▶ _Task to complete_
Restate all of the entries exactly, dropping any pictures they hold.

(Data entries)
*****
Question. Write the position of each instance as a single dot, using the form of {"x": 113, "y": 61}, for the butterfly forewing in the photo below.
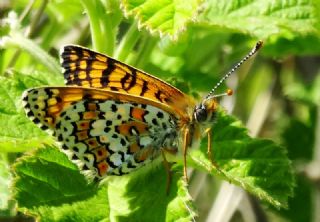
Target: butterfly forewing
{"x": 83, "y": 67}
{"x": 104, "y": 133}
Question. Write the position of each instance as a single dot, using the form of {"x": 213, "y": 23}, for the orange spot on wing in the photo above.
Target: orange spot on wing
{"x": 100, "y": 153}
{"x": 143, "y": 154}
{"x": 137, "y": 113}
{"x": 83, "y": 64}
{"x": 83, "y": 125}
{"x": 82, "y": 135}
{"x": 133, "y": 148}
{"x": 92, "y": 106}
{"x": 98, "y": 65}
{"x": 90, "y": 115}
{"x": 102, "y": 168}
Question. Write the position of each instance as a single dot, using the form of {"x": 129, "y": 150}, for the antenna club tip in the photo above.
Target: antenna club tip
{"x": 229, "y": 92}
{"x": 259, "y": 45}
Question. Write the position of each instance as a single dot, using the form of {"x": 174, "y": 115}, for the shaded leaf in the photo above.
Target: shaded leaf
{"x": 166, "y": 17}
{"x": 259, "y": 166}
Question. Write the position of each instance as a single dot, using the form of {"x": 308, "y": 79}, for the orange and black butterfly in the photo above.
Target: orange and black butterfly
{"x": 112, "y": 118}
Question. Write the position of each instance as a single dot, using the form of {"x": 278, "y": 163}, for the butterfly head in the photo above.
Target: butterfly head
{"x": 205, "y": 112}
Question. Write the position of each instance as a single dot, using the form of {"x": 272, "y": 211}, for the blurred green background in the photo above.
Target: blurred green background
{"x": 277, "y": 94}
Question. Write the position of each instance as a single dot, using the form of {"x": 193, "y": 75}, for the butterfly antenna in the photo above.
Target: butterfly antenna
{"x": 251, "y": 53}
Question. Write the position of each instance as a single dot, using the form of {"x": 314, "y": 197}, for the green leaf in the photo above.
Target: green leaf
{"x": 166, "y": 17}
{"x": 18, "y": 133}
{"x": 264, "y": 19}
{"x": 4, "y": 185}
{"x": 259, "y": 166}
{"x": 62, "y": 192}
{"x": 143, "y": 196}
{"x": 95, "y": 208}
{"x": 56, "y": 180}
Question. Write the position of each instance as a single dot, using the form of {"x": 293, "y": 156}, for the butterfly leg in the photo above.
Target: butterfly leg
{"x": 209, "y": 148}
{"x": 185, "y": 147}
{"x": 167, "y": 166}
{"x": 208, "y": 132}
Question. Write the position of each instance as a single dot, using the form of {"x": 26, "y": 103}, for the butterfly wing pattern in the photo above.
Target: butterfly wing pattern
{"x": 109, "y": 121}
{"x": 112, "y": 118}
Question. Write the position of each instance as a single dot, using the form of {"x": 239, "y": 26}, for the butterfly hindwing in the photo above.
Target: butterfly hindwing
{"x": 100, "y": 131}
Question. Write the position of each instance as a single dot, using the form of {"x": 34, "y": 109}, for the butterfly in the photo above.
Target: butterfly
{"x": 112, "y": 118}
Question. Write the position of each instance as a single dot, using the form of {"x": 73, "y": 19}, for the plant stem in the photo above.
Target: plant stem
{"x": 33, "y": 24}
{"x": 18, "y": 40}
{"x": 100, "y": 25}
{"x": 145, "y": 50}
{"x": 127, "y": 43}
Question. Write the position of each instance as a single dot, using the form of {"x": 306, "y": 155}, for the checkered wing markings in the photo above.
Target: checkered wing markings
{"x": 83, "y": 67}
{"x": 100, "y": 135}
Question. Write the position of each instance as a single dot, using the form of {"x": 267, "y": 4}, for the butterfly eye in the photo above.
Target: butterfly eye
{"x": 200, "y": 113}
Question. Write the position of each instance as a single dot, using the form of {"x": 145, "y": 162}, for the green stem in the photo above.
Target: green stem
{"x": 127, "y": 43}
{"x": 33, "y": 25}
{"x": 93, "y": 12}
{"x": 18, "y": 40}
{"x": 100, "y": 25}
{"x": 145, "y": 51}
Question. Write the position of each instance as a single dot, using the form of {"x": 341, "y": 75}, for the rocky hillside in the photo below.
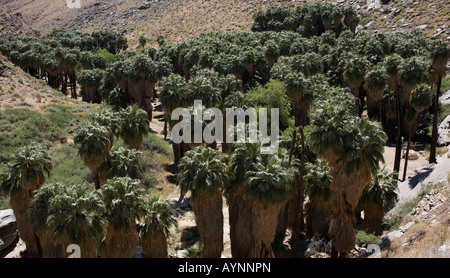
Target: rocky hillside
{"x": 12, "y": 23}
{"x": 181, "y": 19}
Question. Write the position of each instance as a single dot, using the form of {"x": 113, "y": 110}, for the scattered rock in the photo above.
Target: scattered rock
{"x": 445, "y": 98}
{"x": 8, "y": 229}
{"x": 444, "y": 132}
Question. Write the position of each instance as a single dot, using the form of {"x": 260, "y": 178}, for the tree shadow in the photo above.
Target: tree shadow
{"x": 414, "y": 181}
*****
▶ _Finished task_
Question. Write the position of each instance as a single dot, using the form of {"x": 113, "y": 61}, for the butterfly forewing in the photo below.
Target: butterfly forewing
{"x": 83, "y": 67}
{"x": 104, "y": 133}
Question. Write the position of each instance as a single dot, using the form of {"x": 213, "y": 23}, for the orange spot on wing in the photo above.
Target: orange spot on wing
{"x": 100, "y": 153}
{"x": 143, "y": 154}
{"x": 137, "y": 113}
{"x": 83, "y": 64}
{"x": 83, "y": 125}
{"x": 82, "y": 135}
{"x": 133, "y": 148}
{"x": 92, "y": 106}
{"x": 98, "y": 65}
{"x": 90, "y": 115}
{"x": 102, "y": 168}
Question. Write the position of each instance as a single dot, using the form of {"x": 129, "y": 150}, for the antenna club tip in the photo above.
Target: antenna club tip
{"x": 229, "y": 92}
{"x": 259, "y": 45}
Question. Write the position of each instance as a single dot, using the form of {"x": 174, "y": 115}, for the shaded leaf in the photo above.
Target: shaded leaf
{"x": 166, "y": 17}
{"x": 259, "y": 166}
Question. Write the position of each instance as a single dot, using the form of {"x": 308, "y": 79}, for the orange and black butterfly in the photo above.
Target: orange and black butterfly
{"x": 112, "y": 118}
Question. Write the position of each instance as a single dot, using the form of {"x": 278, "y": 163}, for the butterfly head in the photo above.
Target: butterfly head
{"x": 205, "y": 112}
Question. Write the position of each instance as a single dot, using the form of {"x": 272, "y": 211}, for the blurred green background in the photo above.
Target: blurred green background
{"x": 277, "y": 94}
Question. Write the position of each instance as a single dot, using the form of {"x": 193, "y": 75}, for the butterfly antenna in the photo above.
Target: butterfly antenna
{"x": 251, "y": 53}
Question. Write the position of each instance as a single dot, using the form of {"x": 314, "y": 197}, for the green leaf in the photo above.
Target: green leaf
{"x": 166, "y": 17}
{"x": 18, "y": 133}
{"x": 264, "y": 19}
{"x": 4, "y": 185}
{"x": 259, "y": 166}
{"x": 62, "y": 192}
{"x": 143, "y": 196}
{"x": 95, "y": 208}
{"x": 56, "y": 180}
Question. Write the position of each instance as a single dot, using the form of {"x": 293, "y": 156}, for the butterfly leg in the photo above.
Target: butterfly leg
{"x": 209, "y": 148}
{"x": 185, "y": 147}
{"x": 167, "y": 166}
{"x": 208, "y": 132}
Question. Write the position of each instance as a single dot, using the form of {"x": 26, "y": 103}, for the butterfly wing pattern in the photo above.
Target: butterfly wing pattern
{"x": 109, "y": 121}
{"x": 112, "y": 118}
Question. Write the position of each instance as a single dot, using the form of {"x": 239, "y": 26}, for the butterfly hindwing in the photo above.
Target: butterfly hindwing
{"x": 100, "y": 131}
Question. Write the position of each instance as a single dot, using the form of {"x": 34, "y": 109}, for the butterfly in the photo above.
Target: butterfly
{"x": 112, "y": 118}
Question. Write the position of each instance as a single dot, using the form of {"x": 73, "y": 19}, for the plant stem in the photo above.
Target: plant stem
{"x": 33, "y": 24}
{"x": 18, "y": 40}
{"x": 100, "y": 25}
{"x": 145, "y": 50}
{"x": 127, "y": 43}
Question. Write the position of each instance as a single dot, using the form of {"x": 306, "y": 155}, for the checkered wing markings in the photo above.
Target: checkered wing markings
{"x": 83, "y": 67}
{"x": 100, "y": 135}
Question. Write the position of each instance as a single dot, using the form of {"x": 267, "y": 4}, for the butterfly eye in the photo above.
Target: butterfly eye
{"x": 200, "y": 113}
Question. Write the position of each instance as a single dot, using the form of {"x": 145, "y": 162}, for the green stem in the photo above.
Target: green stem
{"x": 127, "y": 43}
{"x": 33, "y": 25}
{"x": 93, "y": 12}
{"x": 18, "y": 40}
{"x": 100, "y": 25}
{"x": 145, "y": 51}
Question. Write the position of each instance as a single dot, using the form of {"x": 341, "y": 75}, for the rocky hillside in the photo below.
Target: rocky hillside
{"x": 12, "y": 23}
{"x": 181, "y": 19}
Question. Write the position of each instance as a single dot, using the form of {"x": 113, "y": 110}, for the scattered rock in the photo above.
Target: scattered rock
{"x": 445, "y": 98}
{"x": 8, "y": 229}
{"x": 444, "y": 132}
Question. Write the position of each instance as a single dot, using the form of {"x": 260, "y": 178}, for the tree shadow in the photo above.
Target: tree shadow
{"x": 414, "y": 181}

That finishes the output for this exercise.